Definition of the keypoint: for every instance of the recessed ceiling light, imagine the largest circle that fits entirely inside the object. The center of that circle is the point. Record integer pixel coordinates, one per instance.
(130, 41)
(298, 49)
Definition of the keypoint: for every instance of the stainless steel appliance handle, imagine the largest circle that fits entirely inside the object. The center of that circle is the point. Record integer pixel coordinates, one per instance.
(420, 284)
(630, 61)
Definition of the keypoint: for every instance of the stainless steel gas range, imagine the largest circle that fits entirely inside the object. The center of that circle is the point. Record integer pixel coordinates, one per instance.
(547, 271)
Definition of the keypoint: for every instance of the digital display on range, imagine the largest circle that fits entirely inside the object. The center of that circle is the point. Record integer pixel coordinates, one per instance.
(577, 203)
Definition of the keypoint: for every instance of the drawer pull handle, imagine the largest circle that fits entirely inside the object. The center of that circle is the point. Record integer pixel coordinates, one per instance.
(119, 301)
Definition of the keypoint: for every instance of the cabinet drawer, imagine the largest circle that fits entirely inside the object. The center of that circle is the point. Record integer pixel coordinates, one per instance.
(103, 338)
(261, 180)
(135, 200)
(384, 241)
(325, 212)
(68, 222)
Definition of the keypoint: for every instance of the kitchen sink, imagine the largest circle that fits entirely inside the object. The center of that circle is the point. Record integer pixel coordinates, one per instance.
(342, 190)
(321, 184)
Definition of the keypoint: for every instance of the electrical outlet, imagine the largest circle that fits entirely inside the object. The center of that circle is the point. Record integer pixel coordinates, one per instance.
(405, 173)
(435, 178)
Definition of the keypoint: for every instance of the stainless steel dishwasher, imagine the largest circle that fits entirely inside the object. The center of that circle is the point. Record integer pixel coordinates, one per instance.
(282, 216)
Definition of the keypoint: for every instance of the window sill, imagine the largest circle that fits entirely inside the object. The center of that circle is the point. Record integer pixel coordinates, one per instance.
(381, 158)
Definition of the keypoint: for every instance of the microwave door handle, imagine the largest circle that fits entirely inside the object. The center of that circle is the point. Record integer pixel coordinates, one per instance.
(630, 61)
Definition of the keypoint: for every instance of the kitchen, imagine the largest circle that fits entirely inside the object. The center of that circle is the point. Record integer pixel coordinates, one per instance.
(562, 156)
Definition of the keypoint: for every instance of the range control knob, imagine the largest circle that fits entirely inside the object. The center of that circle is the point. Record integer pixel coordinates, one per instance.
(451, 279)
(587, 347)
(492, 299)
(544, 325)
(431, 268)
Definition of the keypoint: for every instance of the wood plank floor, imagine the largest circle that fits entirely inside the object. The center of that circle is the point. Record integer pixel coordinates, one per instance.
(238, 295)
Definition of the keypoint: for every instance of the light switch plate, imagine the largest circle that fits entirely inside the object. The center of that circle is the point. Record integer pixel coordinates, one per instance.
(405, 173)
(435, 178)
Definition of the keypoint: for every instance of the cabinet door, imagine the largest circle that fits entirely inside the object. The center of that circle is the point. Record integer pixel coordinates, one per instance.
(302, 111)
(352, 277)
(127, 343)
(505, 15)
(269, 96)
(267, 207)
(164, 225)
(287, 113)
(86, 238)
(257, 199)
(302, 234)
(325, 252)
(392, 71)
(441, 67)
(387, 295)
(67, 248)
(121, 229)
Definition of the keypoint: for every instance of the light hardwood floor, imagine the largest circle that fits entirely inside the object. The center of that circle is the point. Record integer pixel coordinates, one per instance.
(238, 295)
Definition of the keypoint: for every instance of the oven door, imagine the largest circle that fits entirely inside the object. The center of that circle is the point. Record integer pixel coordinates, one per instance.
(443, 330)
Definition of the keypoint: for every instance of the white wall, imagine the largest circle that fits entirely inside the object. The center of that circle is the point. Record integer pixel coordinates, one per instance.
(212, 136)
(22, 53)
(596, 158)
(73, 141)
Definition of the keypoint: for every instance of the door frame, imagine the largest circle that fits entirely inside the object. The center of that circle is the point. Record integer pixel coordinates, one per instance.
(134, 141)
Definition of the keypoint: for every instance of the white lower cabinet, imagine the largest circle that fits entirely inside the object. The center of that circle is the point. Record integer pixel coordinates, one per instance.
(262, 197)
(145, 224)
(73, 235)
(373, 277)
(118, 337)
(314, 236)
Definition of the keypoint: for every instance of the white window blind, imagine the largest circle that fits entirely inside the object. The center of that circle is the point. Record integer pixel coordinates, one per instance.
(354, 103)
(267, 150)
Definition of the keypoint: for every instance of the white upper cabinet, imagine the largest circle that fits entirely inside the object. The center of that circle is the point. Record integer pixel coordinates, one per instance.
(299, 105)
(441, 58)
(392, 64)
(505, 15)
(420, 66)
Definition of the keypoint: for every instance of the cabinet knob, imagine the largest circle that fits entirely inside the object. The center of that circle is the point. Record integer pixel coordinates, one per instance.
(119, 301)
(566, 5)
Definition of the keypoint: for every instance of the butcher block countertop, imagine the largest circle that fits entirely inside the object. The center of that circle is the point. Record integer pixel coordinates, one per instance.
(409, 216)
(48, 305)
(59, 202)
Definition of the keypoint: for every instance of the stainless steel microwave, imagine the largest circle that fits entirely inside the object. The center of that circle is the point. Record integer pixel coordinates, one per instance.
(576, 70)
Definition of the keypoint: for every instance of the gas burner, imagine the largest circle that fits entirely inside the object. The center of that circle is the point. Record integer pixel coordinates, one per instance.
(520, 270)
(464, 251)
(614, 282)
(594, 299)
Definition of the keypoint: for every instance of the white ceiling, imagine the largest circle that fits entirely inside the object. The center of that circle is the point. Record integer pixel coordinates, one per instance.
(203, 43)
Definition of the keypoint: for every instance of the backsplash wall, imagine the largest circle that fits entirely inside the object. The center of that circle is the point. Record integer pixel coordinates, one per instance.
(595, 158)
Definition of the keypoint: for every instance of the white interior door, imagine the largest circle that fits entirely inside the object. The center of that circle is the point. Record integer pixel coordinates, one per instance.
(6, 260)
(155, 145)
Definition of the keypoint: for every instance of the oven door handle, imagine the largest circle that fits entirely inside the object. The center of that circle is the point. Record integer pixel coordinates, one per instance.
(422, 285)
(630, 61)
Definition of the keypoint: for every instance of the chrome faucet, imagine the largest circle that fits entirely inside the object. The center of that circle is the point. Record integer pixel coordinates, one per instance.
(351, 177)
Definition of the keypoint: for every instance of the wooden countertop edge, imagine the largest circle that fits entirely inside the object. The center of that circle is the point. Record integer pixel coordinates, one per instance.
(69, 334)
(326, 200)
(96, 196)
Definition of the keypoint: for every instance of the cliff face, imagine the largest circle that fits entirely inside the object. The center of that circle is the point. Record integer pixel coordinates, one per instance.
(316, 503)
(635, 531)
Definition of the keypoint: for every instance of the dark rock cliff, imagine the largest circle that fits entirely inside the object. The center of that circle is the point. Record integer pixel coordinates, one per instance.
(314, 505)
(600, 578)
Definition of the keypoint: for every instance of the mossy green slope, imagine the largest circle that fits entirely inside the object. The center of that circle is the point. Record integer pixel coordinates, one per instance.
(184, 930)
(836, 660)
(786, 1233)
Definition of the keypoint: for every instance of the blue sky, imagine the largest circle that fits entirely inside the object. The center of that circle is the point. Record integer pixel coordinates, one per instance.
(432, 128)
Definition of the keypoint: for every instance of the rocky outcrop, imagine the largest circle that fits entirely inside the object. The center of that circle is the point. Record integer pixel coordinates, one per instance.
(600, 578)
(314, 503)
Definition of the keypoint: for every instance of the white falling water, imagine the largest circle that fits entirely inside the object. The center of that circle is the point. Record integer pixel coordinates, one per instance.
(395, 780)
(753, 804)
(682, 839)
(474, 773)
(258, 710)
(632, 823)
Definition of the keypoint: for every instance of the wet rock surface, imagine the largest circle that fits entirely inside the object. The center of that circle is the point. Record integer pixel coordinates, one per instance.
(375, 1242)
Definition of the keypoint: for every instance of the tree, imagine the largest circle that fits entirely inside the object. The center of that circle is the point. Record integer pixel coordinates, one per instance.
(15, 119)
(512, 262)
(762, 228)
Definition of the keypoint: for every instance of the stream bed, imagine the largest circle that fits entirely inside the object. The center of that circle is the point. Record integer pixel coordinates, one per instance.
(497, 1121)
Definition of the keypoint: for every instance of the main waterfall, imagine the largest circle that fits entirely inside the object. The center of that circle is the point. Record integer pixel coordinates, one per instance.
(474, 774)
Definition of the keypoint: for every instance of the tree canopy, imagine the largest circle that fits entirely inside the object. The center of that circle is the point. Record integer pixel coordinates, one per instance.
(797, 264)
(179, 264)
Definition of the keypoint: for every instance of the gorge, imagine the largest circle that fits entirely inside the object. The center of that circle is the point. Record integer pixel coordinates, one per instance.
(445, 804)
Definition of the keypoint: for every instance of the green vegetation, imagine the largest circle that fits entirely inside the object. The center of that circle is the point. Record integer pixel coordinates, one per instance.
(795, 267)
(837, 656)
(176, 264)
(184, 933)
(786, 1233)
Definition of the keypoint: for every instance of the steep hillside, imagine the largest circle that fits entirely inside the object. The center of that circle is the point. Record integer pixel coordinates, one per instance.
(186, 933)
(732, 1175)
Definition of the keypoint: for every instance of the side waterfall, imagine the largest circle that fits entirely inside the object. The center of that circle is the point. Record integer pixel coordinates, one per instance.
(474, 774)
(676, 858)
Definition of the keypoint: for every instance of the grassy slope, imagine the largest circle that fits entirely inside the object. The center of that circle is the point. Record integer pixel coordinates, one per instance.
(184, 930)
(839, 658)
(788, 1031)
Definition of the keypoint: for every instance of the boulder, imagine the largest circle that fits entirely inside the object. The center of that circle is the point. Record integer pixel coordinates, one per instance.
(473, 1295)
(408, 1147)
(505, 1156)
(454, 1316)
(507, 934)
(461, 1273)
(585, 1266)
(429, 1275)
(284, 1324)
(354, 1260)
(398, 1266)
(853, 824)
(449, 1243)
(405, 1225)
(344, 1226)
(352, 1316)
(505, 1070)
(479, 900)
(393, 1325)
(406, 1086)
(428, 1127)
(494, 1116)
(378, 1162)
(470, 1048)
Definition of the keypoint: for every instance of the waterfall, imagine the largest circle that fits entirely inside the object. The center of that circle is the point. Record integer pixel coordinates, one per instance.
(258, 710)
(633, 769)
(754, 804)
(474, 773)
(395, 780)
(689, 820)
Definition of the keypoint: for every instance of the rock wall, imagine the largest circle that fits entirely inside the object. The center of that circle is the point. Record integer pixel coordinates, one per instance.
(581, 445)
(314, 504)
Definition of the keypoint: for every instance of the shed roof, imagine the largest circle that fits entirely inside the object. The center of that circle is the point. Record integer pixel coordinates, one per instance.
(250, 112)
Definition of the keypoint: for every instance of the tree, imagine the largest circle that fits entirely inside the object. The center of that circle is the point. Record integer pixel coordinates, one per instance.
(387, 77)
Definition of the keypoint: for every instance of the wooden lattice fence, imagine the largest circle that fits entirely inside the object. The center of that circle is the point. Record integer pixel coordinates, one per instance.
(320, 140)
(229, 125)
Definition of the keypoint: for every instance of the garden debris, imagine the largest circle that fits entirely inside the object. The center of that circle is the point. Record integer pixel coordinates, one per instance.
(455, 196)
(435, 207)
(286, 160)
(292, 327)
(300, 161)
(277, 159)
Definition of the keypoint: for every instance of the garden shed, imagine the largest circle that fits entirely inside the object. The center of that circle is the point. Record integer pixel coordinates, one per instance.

WORK ORDER:
Starting with the line that holds "garden debris, imagine", copy each remaining line of the listing above exactly, through the last one.

RESULT:
Definition of the keypoint: for every instance of the garden debris, imagine the largest circle that fits entirely inside the object. The center of that circle is the point. Record integer pixel coordinates, one per instance.
(455, 196)
(435, 207)
(286, 160)
(292, 327)
(300, 161)
(277, 159)
Definition of the keypoint: for every instance of the garden shed, imagine the largest circle that fits entirely inside the object. The center of that circle is the point. Record integer pixel coordinates, one per instance.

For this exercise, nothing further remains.